▶ [What this task involves] Drop all images. Then write out each line below exactly as given.

▶ [Information supplied]

= Beginning of Section =

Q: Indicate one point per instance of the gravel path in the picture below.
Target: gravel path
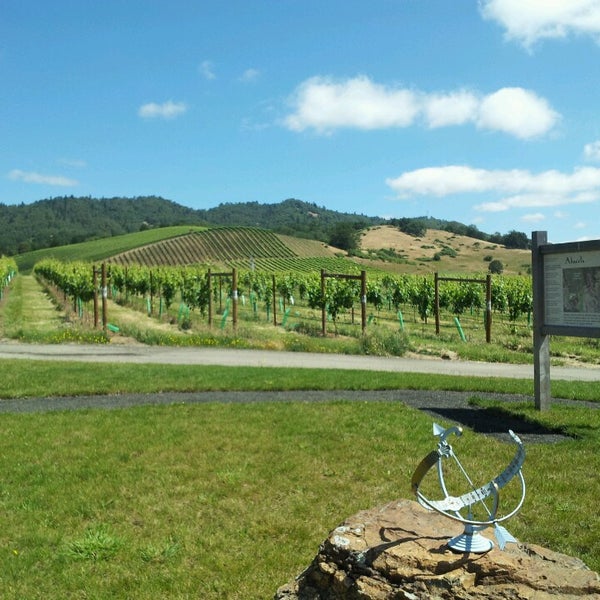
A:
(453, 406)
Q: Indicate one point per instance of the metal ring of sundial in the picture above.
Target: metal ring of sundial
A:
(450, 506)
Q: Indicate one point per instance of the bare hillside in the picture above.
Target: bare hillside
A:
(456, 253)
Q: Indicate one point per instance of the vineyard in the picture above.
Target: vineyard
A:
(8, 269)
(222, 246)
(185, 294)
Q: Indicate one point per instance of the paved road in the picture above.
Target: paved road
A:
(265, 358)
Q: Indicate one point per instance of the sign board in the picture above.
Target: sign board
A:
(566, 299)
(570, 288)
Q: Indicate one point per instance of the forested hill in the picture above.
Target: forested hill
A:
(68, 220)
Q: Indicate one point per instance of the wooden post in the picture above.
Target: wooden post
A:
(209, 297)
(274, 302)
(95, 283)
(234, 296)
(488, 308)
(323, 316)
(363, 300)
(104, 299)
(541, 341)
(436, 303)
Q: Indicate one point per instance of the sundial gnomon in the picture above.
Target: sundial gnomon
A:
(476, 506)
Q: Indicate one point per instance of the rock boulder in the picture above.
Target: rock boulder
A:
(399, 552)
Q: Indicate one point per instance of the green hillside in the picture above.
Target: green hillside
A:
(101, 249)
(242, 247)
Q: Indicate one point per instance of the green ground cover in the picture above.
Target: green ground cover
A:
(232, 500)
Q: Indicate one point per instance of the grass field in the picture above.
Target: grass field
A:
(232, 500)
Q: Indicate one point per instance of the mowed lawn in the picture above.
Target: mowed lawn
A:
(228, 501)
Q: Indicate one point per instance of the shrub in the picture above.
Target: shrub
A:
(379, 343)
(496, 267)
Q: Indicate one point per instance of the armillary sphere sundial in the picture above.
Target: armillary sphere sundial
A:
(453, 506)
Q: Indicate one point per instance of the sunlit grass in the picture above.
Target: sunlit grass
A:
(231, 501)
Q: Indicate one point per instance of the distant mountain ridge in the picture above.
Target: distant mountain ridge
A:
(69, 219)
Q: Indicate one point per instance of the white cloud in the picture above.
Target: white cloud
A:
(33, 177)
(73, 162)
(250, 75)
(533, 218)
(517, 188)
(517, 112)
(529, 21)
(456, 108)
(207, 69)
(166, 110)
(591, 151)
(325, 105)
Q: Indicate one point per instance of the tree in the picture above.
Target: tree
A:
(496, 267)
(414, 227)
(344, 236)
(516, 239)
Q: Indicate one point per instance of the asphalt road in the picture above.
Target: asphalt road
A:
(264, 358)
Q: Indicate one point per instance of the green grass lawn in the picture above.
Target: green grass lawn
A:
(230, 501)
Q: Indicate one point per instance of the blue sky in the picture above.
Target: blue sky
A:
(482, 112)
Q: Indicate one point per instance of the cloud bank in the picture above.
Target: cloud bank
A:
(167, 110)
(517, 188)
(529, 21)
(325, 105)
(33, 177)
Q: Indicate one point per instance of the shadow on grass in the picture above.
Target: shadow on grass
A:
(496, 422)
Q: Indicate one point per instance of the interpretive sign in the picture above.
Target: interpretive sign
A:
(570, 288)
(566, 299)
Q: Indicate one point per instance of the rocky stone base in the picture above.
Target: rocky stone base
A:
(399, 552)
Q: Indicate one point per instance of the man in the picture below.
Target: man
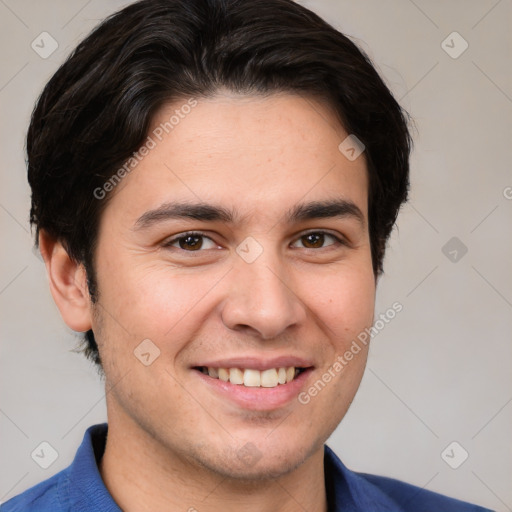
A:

= End of Section =

▶ [Solution for this exercise]
Q: Indicate one point per instance of the gravel path in the picture below.
Target: gravel path
A:
(453, 406)
Q: Indicate one point per instance of the metal ring of sundial in the picture above.
Target: metal ring of sundial
A:
(450, 506)
Q: Indicate one point per instance of the bare hillside in the picture above.
Target: bare hillside
A:
(456, 253)
Q: Indicate one point per instance of the vineyard in the picture above.
Target: vineyard
A:
(8, 269)
(222, 246)
(185, 294)
Q: Indicate one point per instance of the paved road in the picture above.
Target: paved road
A:
(265, 358)
Q: Indicate one point per instance of the sign board in the picture above.
Target: sign board
A:
(566, 299)
(570, 288)
Q: Indicate one point per instance of the forested hill in the picture above.
Target: forested hill
A:
(68, 220)
Q: Indicate one point per instance of the wooden post in the picture above.
Target: wooden post
A:
(209, 297)
(274, 302)
(95, 283)
(234, 296)
(488, 308)
(323, 316)
(363, 300)
(104, 299)
(541, 341)
(436, 303)
Q: Indicate one point per instance of the sundial gnomon in the picture above.
Target: sundial gnomon
A:
(476, 506)
Q: Indicate one point per instance of the rock boulder in the picture above.
Target: rock boulder
A:
(399, 552)
Q: Indicate one point per instance of the green hillside in the picture above.
Target: green hillside
A:
(101, 249)
(242, 247)
Q: Indicate one point per instance of the green ground cover in the picture above.
Target: green ground cover
A:
(232, 500)
Q: Indicate one point per instance of the grass field in the picture above.
Target: grass field
A:
(232, 500)
Q: Indicate one point per instance of the mowed lawn in the picture above.
Target: mowed lawn
A:
(228, 501)
Q: Indicate one point per instance of the shrub in the picture above.
Target: shrub
A:
(379, 343)
(496, 267)
Q: Indicate one point per instance of the armillary sphere sundial in the picture above.
Target: armillary sphere sundial
A:
(453, 506)
Q: Indicate one point per instance of the sunlit grass in the picture above.
Target: sunlit grass
A:
(231, 501)
Q: Indicate one point per instance of the distant mountain ridge in the picture above.
Target: distant mountain ridge
A:
(69, 219)
Q: Indicate one point per instance of the white cloud in the picture above.
Target: white cloud
A:
(33, 177)
(73, 162)
(250, 75)
(533, 218)
(517, 188)
(517, 112)
(529, 21)
(456, 108)
(207, 69)
(166, 110)
(591, 151)
(325, 105)
Q: Indicate one point per instance of the tree in the picture above.
Target: tree
A:
(496, 267)
(414, 227)
(344, 236)
(516, 239)
Q: Indicate one point per instance of the asphalt road in the picture above.
Target: asphalt road
A:
(264, 358)
Q: Indicate one point per instance of the green grass lawn in the picture above.
Target: green grass lawn
A:
(230, 501)
Q: Indicate one point per instance of the blue sky in the picture above.
Target: blue sky
A:
(482, 112)
Q: Indicate one point per instance of the cloud bank in the picture above.
Target: cloud bank
A:
(167, 110)
(517, 188)
(529, 21)
(325, 105)
(33, 177)
Q: Indicate one point per instance of the shadow on grass in the picture above.
Target: shadow on grass
A:
(496, 422)
Q: Indicate one point per instance of the interpretive sign in the picture above.
Target: interpretive sign
A:
(570, 288)
(566, 299)
Q: Indicate one point per instance of the rocky stone base in the picture above.
Target: rocky stone base
A:
(399, 552)
Q: Indicate one point per instance of the man in the picture below.
Target: man
A:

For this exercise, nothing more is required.